-- Document extract --

------------------------------------------------------------

VP Mike Pence in Phoenix today on GOP Tax Scam Tour

A”whiter shade of pale” Mike Pence is in Phoenix today for the GOP tax scam tour. Vice President Mike Pence visits Phoenix today on tax policy tour:

Pence will arrive shortly before noon Tuesday before meeting with Republican Arizona Gov. Doug Ducey.

Arizona Republican U.S. Rep. Andy Biggs and local business people are expected at the “Tax Cuts to Put America First” gathering at a Tempe hotel.

Maybe an enterprising reporter will ask Pence about Senator Marco Rubio’s view of the GOP tax scam. The Economist reports, Marco Rubio offers his Trump-crazed party a glint of hope (snippet):

“There is still a lot of thinking on the right that if big corporations are happy, they’re going to take the money they’re saving and reinvest it in American workers,” he says. “In fact they bought back shares, a few gave out bonuses; there’s no evidence whatsoever that the money’s been massively poured back into the American worker.”

Arguing that the tax bill’s corporate tax rate cuts aren’t benefiting the average worker is exactly the opposite of what VP Pence will say today about the GOP’s only major legislative “accomplishment.”

For once, “Little Marco,” as Pence’s boss denigrates him, is right. The New York Times reported this week, Investment Boom From Trump’s Tax Cut Has Yet to Appear:

Republicans sold the 2017 tax law as “rocket fuel” for American investment and growth, saying that corporations — flush with cash from lower tax rates — would channel money back into the economy by building factories and offices and investing in equipment, which would help companies grow and provide winnings for workers.

Economists say that may happen as companies readjust their spending plans over the coming months to take advantage of the new law, and they note that it is too early to tell how much the tax law will spread into the broader economy.

But, so far, hard evidence of such an acceleration has yet to appear in economic data, which show more of a steady investment roll than a rapid escalation. And while there are pockets of the economy where investment is picking up — among large tech companies and in shale oil business, for example — corporate spending on buying back stock is increasing at a far faster clip, prompting a debate about whether the law is returning money to the overall economy or just rewarding a small segment of investors.

------------------------------------------------------------

-- Aim 1 --
Name every person the post about Mike Pence's Phoenix tax tour mentions by both first and last name.

Items listed in a dataset
------------------------------------------------------------

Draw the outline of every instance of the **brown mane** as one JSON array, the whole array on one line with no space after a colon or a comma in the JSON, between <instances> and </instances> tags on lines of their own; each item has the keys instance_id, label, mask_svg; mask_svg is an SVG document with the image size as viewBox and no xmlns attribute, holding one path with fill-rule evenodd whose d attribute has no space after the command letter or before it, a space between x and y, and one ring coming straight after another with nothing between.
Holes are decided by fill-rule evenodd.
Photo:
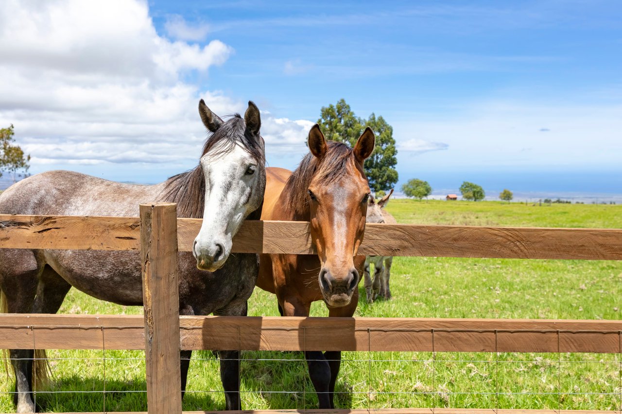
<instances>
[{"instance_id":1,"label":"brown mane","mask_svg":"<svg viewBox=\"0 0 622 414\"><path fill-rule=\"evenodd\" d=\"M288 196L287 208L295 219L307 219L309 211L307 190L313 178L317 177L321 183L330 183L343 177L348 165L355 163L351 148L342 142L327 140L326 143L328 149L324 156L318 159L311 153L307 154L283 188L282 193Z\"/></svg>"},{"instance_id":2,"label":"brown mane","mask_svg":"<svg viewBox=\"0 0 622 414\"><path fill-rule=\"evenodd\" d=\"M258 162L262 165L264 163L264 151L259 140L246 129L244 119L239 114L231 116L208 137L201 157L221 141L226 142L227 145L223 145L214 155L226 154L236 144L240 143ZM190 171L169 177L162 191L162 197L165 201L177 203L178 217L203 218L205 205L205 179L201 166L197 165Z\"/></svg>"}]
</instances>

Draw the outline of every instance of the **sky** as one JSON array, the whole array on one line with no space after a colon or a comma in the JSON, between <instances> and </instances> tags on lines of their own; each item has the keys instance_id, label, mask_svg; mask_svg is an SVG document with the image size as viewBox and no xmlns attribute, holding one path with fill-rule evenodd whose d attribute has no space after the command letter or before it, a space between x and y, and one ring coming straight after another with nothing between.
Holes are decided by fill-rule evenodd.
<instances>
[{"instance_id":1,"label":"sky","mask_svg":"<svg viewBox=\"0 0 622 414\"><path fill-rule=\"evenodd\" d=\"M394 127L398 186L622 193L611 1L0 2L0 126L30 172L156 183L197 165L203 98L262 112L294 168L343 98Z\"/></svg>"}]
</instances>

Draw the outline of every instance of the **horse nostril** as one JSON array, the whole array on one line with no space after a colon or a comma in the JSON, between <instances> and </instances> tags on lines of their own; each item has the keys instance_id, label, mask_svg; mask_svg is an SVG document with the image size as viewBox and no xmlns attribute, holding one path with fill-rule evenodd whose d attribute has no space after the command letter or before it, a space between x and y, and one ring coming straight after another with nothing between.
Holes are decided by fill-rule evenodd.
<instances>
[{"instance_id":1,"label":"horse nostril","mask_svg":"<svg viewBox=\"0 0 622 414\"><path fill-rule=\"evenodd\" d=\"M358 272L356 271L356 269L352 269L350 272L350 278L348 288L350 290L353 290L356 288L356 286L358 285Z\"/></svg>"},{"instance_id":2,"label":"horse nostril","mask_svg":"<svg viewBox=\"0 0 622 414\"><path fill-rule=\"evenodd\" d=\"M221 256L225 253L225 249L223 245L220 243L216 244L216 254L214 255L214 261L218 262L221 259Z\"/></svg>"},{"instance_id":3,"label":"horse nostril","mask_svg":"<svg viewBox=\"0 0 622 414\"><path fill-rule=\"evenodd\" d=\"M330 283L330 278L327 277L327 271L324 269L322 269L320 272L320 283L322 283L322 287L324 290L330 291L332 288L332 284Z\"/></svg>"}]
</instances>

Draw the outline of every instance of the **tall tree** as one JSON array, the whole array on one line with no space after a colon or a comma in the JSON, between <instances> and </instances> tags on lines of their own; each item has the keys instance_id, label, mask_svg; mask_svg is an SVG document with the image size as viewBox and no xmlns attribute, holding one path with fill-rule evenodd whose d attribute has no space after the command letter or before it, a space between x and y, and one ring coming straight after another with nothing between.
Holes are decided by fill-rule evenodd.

------------------------------------------------------------

-- Aim 2 --
In the records, start at the line that has "Draw the outline of every instance of the **tall" and go through the end of the records. Rewrite those lines with "tall tree" changed to "pine tree".

-- Expected output 1 --
Mike Pence, Doug Ducey, Andy Biggs, Marco Rubio

-- Expected output 2 --
Draw the outline of every instance of the **pine tree** as one JSON array, the whole array on one line with no space after a colon or a comma in the JSON, between <instances> and </instances> tags on lines of their own; each item has the keys instance_id, label, mask_svg; mask_svg is an SVG document with the image size as viewBox and no xmlns attribute, holding one path with fill-rule evenodd whose d attribute has no space after the command letter or before it, a space between x and y, and one ring coming straight after another with nothing between.
Holes are decided by fill-rule evenodd.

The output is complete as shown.